::: EXCERPT

For example, to check how many entries are missing for store # 1, type in a blank cell (K2):

= COUNTBLANK(A2:J2)

This will return 3 indicating three entries are missing for store # 1.

Similarly, for all missing entries of column CompetitionOpenSinceMonth, which is column E, you can enter the formula:

=COUNTBLANK(E2:E1116)

This gives you 354 indicating as many missing values in the column.

If these numbers are high (e.g., 60% or more blanks), the row/column might require special handling – review it for context before keeping or excluding it.

This function becomes especially powerful when used across:

  • Key columns (e.g., date fields, distance fields)
  • Newly added rows during incremental data updates
  • Merged datasets where gaps are expected

 

5.1. Why Is the Data Missing?

Now that you’ve identified where values are missing, pause to ask why.

Here are three (hypothetical) examples you might notice in the Rossmann data:

Store

CompetitionDistance

CompetitionOpenSinceMonth

Promo2

Promo2SinceWeek

18

(blank)

(blank)

0

(blank)

24

1630

9

0

(blank)

35

2435

(blank)

1

18

What could this mean?

  • Is CompetitionDistance blank because the store has no competitors nearby?
  • Is Promo2SinceWeek blank because the store never participated in Promo2?
  • Are some blanks the result of data entry issues, or are they legitimate absences?

These questions are not side-notes. They are the work.

 

5.2. Addressing Missing Values

Once you’ve identified missing values, you must decide how to handle them. The appropriate approach depends on business context and the nature of the missing data.

Let’s take three of the blank columns as examples.

1. CompetitionDistance

This field tells us how far away the nearest competing store is. For most rows, this is a numeric value — such as 215.0 or 4890.0. But for some stores, the value is missing.

Possible interpretations:

  • The data was not recorded.
  • The store is in a remote area where competition isn’t relevant.

::::::

* GIVEN EXERCISE A
Reproduce the records below line for line, with nothing changed.

::: RECORDS PROVIDED

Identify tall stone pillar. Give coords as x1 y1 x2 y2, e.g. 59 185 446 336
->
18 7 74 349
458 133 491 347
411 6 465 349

::::::

* GIVEN EXERCISE B
Answer yes or no to whether each statement agrees with the missing-data excerpt above, and quote the words of the excerpt that decide it: (i) The formula =COUNTBLANK(E2:E1116) returns 354 for the CompetitionOpenSinceMonth column. (ii) The three store examples shown for the Rossmann data are actual entries from the dataset. (iii) A column with 60% or more blanks should be removed without further review.

* WRITTEN SOLUTION A
Identify tall stone pillar. Give coords as x1 y1 x2 y2, e.g. 59 185 446 336
->
18 7 74 349
458 133 491 347
411 6 465 349

* WRITTEN SOLUTION B
(i) Yes: "This gives you 354 indicating as many missing values in the column."
(ii) No: "Here are three (hypothetical) examples you might notice in the Rossmann data"
(iii) No: "review it for context before keeping or excluding it."